▶ **Given task**:
In the extract on winning tennis matches with fewer games, what percentage of women's Grand Slam matches were won by the player who took fewer games?

▶ **Source extract**:
4.2.Winning with fewer games

In this section the occurrence of QSP with respect to games (from now on QSP-G) in professional players’ matches is studied. In this situation, a player wins a match winning, globally, fewer games than the opponent. To the best of our knowledge, this is the first time this specific issue has been considered.

Notice that the dataset used for QSP-G analyses is different from that used for QSP-P and it covers a much wider period of time. Absolute and percentage frequencies of QSP-G in our dataset are listed in Table 4, for men, and Table 5, for women. Table 4 also distinguishes between Bof3 and Bof5 matches.

Table 4

Men: percentage of matches won with fewer games than the opponent

Tournament	n. of matches	percentage
Grand Slam	8,509	1.96
Master 1000	9,689	2.15
ATP 250/500	27,885	2.18
Total	46,083	2.15
Best of 5	8,509	1.96
Best of 3	37,574	2.17

Table 5

Women: percentage of matches won with fewer games than the opponent

Tournament	n. of matches	percentage
Grand Slam	5,461	1.28
Premier	9,884	2.13
International	10,663	1.89
Total	26,008	1.85
Grand Slam	5,461	1.28
Others	20,547	2.00

For men, globally, QSP-G occurs in 2.15% of matches, while for women 1.85% of matches. Both for men and for women, the occurrence of QSP-G is less frequent than QSP-P. However, moving from points level to games level, the relative frequency of QSP reduces more for men (-52%) than for women (-43%). On the other hand, when considering the difference between Bof3 and Bof5 matches (for men), the reduction of the relative frequency is roughly the same (-53% and -51%, respectively).

For men, as for QSP-P, the occurrence of QSP-G in Bof5 matches is less frequent (1.96%) than in Bof3 matches (2.17%). However, test (2) yields a p-value of 0.233, suggesting that there is no difference between the probabilities of QSP-G in Bof3 and Bof5 matches.

Table 5 shows the observed percentage occurrences of QSP-G for women. QSP-G concerns 1.28% of Grand Slam matches and 2.00% of other tournaments matches. Differently from men, the LR test rejects the hypothesis of no difference with a p-value of 0.033. Thus, for matches played in the Grand Slam championships, QSP-G has a significantly lower probability to occur.

▶ **Dataset content**:
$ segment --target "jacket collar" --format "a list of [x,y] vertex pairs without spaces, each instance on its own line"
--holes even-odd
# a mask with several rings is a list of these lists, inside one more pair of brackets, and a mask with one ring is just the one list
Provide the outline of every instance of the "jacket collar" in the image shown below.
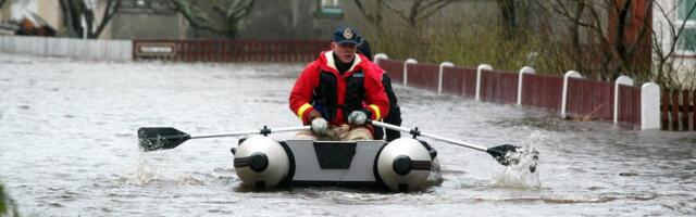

▶ **Final result**:
1.28%